_GIVEN PROBLEM_: Convert every line of the items below into a numbered list, skipping blank lines. Leave the pictures out.
────────
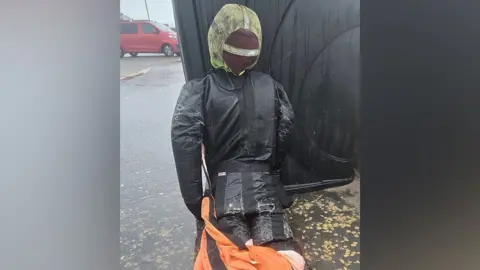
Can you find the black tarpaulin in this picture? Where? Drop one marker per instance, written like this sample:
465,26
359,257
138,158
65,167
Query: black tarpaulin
312,48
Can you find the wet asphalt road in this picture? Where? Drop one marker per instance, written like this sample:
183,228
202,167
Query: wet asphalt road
157,231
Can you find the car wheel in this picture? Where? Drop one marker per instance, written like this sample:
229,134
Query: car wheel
167,50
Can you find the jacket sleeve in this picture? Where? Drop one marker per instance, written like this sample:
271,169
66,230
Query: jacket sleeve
285,118
187,136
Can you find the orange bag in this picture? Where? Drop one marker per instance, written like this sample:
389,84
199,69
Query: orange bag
219,252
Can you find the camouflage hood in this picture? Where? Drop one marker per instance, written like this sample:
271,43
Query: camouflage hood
230,18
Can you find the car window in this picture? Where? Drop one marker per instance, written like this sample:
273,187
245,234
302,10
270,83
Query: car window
128,28
148,28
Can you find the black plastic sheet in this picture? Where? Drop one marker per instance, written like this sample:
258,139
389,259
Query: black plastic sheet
312,47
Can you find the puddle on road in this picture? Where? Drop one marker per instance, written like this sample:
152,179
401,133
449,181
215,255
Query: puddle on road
159,233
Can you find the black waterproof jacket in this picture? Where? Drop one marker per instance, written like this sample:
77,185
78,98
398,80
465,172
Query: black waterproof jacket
245,124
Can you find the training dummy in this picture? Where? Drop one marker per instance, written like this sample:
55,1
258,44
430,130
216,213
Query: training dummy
244,120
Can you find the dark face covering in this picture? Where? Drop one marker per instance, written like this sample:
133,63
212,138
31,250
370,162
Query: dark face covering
242,42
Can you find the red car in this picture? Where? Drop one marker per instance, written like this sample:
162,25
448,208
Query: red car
147,37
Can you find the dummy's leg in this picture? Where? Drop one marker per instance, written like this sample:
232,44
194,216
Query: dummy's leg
235,225
272,230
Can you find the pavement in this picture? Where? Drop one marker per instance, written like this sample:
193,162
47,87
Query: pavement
157,231
131,66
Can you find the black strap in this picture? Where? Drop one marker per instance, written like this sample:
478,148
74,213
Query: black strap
208,192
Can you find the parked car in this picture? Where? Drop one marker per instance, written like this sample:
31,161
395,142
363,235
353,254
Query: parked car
147,37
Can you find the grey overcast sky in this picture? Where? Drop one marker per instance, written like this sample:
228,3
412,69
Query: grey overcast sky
160,10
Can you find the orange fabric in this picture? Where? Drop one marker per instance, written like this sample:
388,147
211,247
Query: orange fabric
255,258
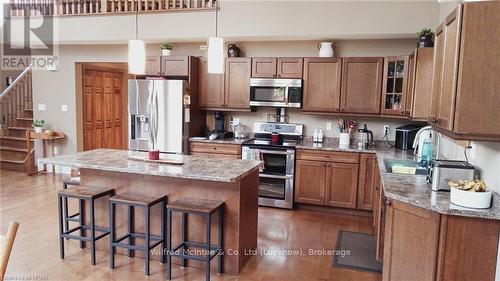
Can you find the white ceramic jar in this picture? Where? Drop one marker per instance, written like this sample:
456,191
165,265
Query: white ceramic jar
325,49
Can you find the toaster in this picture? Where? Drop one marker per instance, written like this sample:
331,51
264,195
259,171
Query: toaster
441,171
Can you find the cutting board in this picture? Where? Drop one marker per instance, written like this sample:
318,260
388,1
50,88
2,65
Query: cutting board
160,161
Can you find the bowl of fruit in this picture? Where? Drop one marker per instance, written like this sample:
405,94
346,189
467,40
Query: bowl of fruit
────────
_RESPONSE_:
1. Can you find the black tarpaulin in this picture? Where? Drop one marker per instance, written like this sample:
2. 465,26
3. 359,257
4. 138,158
5. 65,167
6. Query: black tarpaulin
7. 312,48
8. Can you find the wet asphalt road in this picture? Where? Drop one marker per instance, written like this sample:
9. 183,228
10. 202,167
11. Query: wet asphalt road
12. 157,231
13. Can you find the car wheel in this picture? Where? Drop one marker per instance, written like this sample:
14. 229,134
15. Query: car wheel
16. 167,50
17. Can you find the jacket sleeve in this picture? Where? Drop one marker per instance, written like this sample:
18. 271,169
19. 66,230
20. Query: jacket sleeve
21. 285,118
22. 187,136
23. Can you find the orange bag in this picture? Where? Drop one marker per instance, written like this sample:
24. 389,84
25. 199,69
26. Query: orange bag
27. 219,252
28. Can you find the camouflage hood in this picture? Where? Drop one marker per instance, written like this sample:
29. 271,43
30. Query: camouflage hood
31. 230,18
32. Can you find the car window in this picture? Where? Drop one marker per instance, written like this sample:
33. 273,187
34. 245,234
35. 302,10
36. 270,83
37. Query: car window
38. 128,28
39. 148,28
40. Can you find the black plastic sheet in this picture? Where? Drop one marker per instance, written like this sample:
41. 258,139
42. 389,259
43. Query: black plastic sheet
44. 312,47
45. Can you find the puddle on road in this picture? Where? Drop one marker per instance, written like this sample:
46. 152,179
47. 401,133
48. 449,181
49. 215,255
50. Query: puddle on road
51. 159,233
52. Can you find the black waterproof jacket in this picture? Where? Drop one marker per instance, written like this sample:
53. 77,185
54. 78,98
55. 398,80
56. 465,172
57. Query: black waterproof jacket
58. 245,124
59. Can you find the training dummy in this picture? Where? Drop one marker per instance, written like this sample:
60. 55,1
61. 258,44
62. 430,130
63. 216,213
64. Query: training dummy
65. 244,120
66. Can you find the dark face covering in this picture? Where? Drop one marker per instance, written like this sample:
67. 133,63
68. 212,138
69. 31,250
70. 370,162
71. Query: dark face covering
72. 242,42
73. Can you find the red car in this picture? Where? Drop one marker per instance, written like this sample:
74. 162,25
75. 448,208
76. Query: red car
77. 147,37
78. Can you find the dummy's leg in this picture? Where? Drop one marker per instance, written like this sample:
79. 232,44
80. 194,216
81. Query: dummy's leg
82. 235,225
83. 272,230
84. Can you find the pavement in this picture? Where? Drop one marker per instance, written like this sample:
85. 193,162
86. 47,87
87. Query: pavement
88. 157,231
89. 131,66
90. Can you find the black strap in this picture? Where? Drop one marker per instance, written like this sample:
91. 478,148
92. 74,213
93. Query: black strap
94. 208,192
95. Can you find the parked car in this picture? Where? Drop one marker per instance, written like this sample:
96. 31,161
97. 395,142
98. 363,235
99. 353,254
100. Query: parked car
101. 147,37
102. Can you find the grey overcast sky in this picture? Where? Drop one marker per instance, written like this sample:
103. 228,3
104. 412,69
105. Query: grey overcast sky
106. 160,10
107. Can you find the orange fabric in this picture? Where? Drop one marker per instance, written like this sample:
108. 388,147
109. 211,247
110. Query: orange fabric
111. 255,258
112. Can you find the white ceramic jar in this picture? Where? Drop one marker per instance, written like this sample:
113. 456,191
114. 165,265
115. Query: white ceramic jar
116. 325,49
117. Can you find the toaster in this picture? Where? Drop one marker per instance, written like this sample:
118. 331,51
119. 264,195
120. 259,171
121. Query: toaster
122. 441,171
123. Can you find the cutting board in this picture? Where? Drop one marker per instance, written like this sample:
124. 318,260
125. 388,1
126. 50,88
127. 2,65
128. Query: cutting board
129. 160,161
130. Can you find the bowl of fruit in this picture? Where? Drop one marker per instance, written like this sample:
131. 405,94
132. 346,189
133. 467,40
134. Query: bowl of fruit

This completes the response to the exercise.